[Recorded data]
· · · · ·

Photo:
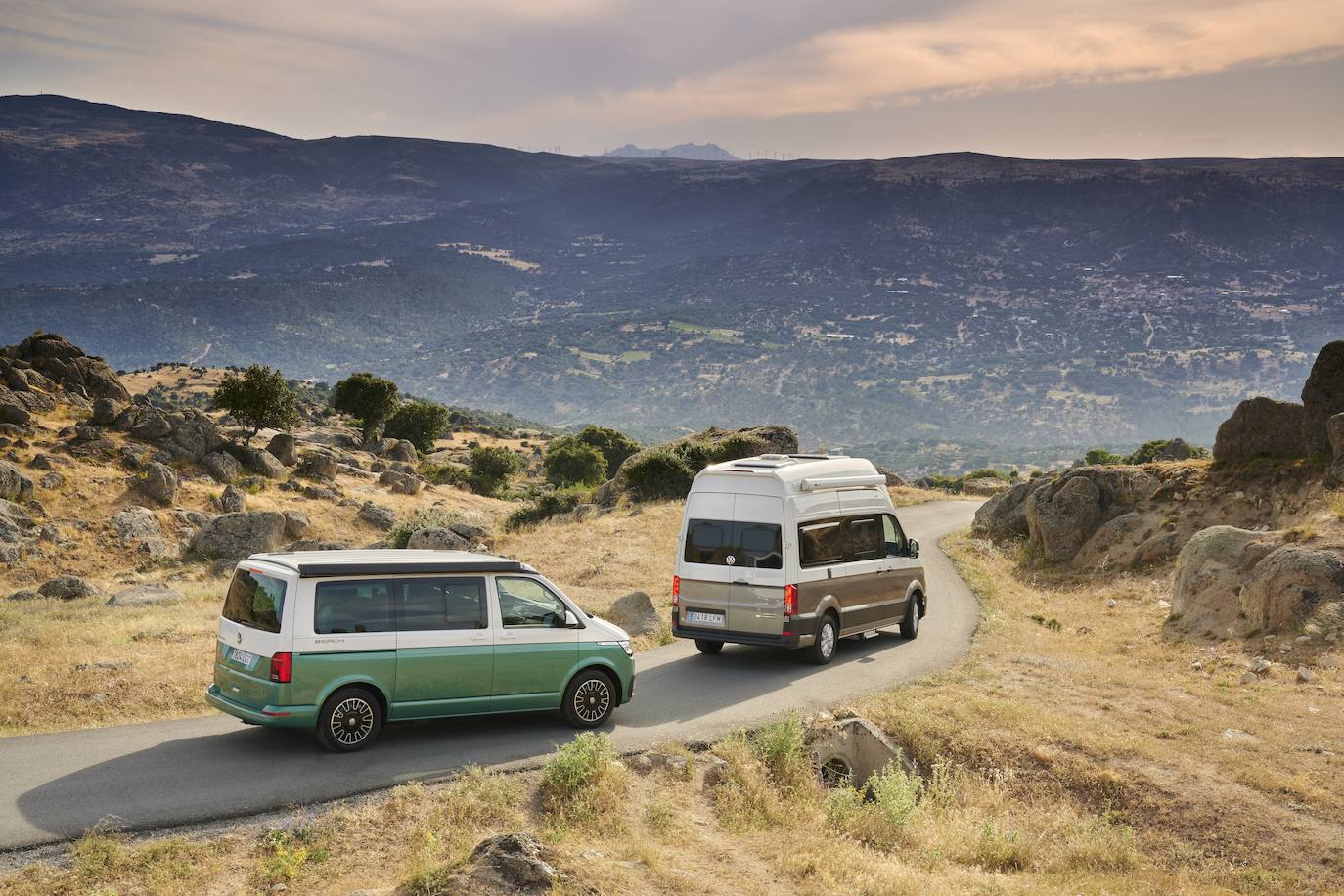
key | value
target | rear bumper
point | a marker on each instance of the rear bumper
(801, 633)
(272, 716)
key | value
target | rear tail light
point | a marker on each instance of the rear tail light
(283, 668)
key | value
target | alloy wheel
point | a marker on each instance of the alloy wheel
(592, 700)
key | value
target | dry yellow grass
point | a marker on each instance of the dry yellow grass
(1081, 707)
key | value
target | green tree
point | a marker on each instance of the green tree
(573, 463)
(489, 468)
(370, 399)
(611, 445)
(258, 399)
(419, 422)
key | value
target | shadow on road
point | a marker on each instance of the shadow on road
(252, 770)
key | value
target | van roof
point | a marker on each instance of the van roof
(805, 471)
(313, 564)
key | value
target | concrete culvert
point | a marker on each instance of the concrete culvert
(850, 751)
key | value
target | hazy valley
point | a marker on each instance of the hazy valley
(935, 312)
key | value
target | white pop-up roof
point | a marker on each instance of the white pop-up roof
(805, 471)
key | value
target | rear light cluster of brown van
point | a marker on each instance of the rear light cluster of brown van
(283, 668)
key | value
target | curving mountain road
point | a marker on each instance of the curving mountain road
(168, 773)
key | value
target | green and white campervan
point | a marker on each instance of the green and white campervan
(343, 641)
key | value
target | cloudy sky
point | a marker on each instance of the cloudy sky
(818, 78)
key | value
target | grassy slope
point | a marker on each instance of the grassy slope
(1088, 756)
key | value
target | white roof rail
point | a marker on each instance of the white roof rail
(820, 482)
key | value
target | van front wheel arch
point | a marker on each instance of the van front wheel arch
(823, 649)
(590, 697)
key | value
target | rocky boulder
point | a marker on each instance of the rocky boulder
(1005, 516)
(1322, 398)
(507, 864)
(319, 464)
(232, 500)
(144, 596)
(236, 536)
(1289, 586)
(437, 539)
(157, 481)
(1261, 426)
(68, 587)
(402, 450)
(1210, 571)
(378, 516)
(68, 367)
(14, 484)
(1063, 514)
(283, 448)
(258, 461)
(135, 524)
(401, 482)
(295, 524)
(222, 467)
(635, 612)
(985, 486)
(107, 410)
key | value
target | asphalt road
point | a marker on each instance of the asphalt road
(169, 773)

· · · · ·

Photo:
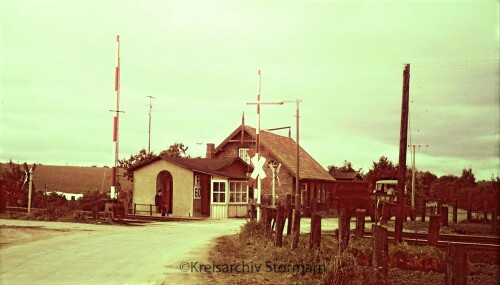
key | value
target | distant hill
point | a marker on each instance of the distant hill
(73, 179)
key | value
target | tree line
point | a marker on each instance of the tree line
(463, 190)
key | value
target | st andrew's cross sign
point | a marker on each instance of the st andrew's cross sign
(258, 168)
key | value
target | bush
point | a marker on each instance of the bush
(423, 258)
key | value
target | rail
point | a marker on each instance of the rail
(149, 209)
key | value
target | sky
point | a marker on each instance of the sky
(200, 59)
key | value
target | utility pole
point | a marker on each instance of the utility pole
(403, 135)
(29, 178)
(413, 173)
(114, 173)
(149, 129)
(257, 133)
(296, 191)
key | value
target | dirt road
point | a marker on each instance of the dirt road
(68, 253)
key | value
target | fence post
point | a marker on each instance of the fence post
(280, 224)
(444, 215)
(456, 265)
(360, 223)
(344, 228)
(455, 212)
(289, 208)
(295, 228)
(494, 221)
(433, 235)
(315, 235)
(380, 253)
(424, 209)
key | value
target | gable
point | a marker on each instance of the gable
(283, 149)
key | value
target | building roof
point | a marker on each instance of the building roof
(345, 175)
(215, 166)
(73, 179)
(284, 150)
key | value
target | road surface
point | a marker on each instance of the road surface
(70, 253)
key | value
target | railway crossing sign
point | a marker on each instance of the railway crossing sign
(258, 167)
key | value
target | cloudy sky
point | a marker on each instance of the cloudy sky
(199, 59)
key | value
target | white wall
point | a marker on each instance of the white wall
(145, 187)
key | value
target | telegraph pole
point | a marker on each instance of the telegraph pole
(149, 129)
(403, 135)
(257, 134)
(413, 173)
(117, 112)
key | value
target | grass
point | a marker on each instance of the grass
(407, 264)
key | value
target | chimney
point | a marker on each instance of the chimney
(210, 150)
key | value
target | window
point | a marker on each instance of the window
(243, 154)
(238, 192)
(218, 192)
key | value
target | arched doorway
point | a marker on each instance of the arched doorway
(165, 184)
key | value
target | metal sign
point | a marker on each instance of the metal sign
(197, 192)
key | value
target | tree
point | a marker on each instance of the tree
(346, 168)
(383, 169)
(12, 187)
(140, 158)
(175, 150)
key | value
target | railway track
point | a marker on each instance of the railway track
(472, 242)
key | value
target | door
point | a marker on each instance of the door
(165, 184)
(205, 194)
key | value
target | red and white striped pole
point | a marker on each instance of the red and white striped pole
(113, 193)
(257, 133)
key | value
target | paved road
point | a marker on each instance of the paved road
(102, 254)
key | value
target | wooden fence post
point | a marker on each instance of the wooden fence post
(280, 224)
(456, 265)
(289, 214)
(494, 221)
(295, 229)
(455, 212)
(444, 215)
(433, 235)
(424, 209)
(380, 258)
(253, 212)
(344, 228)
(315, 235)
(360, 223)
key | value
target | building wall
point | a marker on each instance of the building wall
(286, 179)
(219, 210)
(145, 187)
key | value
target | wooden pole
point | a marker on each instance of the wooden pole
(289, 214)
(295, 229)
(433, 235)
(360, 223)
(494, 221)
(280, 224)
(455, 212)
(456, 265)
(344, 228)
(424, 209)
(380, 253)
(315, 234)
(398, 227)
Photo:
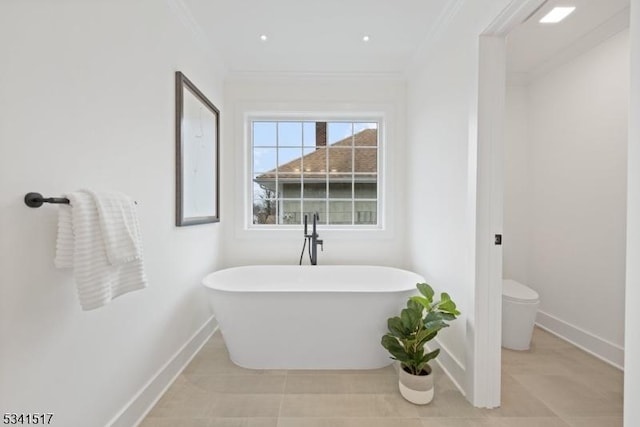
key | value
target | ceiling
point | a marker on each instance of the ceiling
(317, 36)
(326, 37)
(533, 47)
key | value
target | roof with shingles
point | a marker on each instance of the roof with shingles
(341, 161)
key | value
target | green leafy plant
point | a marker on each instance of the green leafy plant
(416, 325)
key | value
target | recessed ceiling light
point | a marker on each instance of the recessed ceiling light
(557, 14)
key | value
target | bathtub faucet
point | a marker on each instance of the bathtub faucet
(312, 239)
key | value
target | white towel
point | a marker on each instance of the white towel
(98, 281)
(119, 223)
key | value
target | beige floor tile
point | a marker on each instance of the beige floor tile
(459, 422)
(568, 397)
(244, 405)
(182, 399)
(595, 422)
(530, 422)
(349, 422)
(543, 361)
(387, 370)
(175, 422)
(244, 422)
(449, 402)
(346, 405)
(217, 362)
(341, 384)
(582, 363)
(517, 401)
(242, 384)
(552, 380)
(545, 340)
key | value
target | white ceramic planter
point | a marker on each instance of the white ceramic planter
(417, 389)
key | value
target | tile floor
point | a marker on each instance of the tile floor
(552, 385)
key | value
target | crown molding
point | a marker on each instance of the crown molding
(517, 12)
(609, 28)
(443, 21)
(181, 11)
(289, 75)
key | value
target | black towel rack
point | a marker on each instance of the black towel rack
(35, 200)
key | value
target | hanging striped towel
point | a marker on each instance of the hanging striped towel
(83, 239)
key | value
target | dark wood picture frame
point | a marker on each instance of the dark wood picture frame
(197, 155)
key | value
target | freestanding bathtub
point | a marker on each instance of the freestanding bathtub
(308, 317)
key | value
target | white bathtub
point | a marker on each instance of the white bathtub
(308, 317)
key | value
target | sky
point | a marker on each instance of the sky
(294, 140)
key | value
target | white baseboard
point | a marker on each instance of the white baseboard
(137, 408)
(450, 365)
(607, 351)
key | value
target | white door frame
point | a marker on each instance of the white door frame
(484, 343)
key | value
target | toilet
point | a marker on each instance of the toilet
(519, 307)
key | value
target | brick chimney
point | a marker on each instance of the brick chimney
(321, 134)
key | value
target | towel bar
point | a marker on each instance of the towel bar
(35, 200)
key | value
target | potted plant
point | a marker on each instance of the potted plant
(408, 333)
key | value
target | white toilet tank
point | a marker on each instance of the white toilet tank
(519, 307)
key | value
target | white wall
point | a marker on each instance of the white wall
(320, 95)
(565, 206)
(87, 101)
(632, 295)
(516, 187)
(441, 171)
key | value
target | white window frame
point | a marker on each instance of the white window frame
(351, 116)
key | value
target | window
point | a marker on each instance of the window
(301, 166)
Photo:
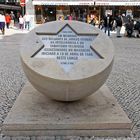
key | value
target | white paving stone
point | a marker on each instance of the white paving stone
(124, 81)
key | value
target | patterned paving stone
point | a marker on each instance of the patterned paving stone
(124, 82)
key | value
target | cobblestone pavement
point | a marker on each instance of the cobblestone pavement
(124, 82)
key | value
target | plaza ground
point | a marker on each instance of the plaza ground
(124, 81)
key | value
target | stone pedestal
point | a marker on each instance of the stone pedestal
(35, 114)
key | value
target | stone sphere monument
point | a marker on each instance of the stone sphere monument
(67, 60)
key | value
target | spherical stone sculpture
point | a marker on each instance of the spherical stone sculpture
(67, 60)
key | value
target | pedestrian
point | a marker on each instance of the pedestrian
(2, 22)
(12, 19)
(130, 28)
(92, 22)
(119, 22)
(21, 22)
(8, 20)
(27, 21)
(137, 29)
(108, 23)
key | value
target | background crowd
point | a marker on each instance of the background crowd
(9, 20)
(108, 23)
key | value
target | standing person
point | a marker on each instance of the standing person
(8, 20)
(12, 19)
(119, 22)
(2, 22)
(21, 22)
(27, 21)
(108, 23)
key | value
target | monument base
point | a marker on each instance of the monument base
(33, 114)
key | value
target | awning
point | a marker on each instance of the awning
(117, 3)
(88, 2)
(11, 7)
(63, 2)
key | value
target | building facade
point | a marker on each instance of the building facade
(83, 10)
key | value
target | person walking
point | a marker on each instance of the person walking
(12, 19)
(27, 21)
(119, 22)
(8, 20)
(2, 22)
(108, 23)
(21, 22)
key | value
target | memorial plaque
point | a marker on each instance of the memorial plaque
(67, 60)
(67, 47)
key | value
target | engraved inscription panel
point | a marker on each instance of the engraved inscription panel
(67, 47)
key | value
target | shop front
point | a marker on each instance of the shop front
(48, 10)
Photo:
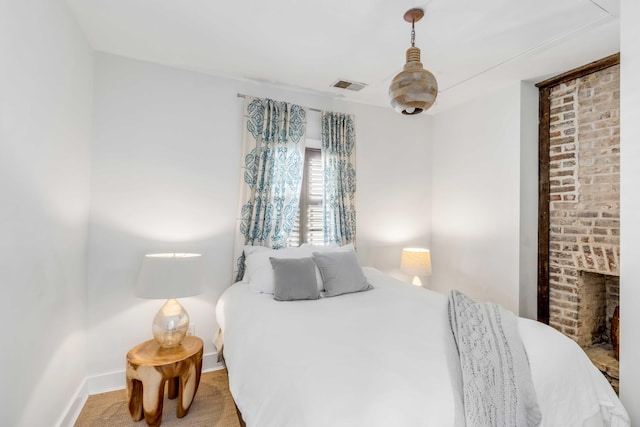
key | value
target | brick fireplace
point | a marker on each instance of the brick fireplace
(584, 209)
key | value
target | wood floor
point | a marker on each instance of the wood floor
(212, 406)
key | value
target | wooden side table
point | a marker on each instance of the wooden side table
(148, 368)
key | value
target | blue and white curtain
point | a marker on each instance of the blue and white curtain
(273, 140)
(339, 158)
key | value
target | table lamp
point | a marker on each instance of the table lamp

· · · · ·

◆ **JOB**: Pick out every line in the items above that contains the word "wheel", and copy each one. Matches must use the same upper and lower case.

◆ **FULL ANSWER**:
target | alloy wheel
point | a marker on each instance of the alloy wheel
target | van front wheel arch
point | a marker on each instance of the van front wheel arch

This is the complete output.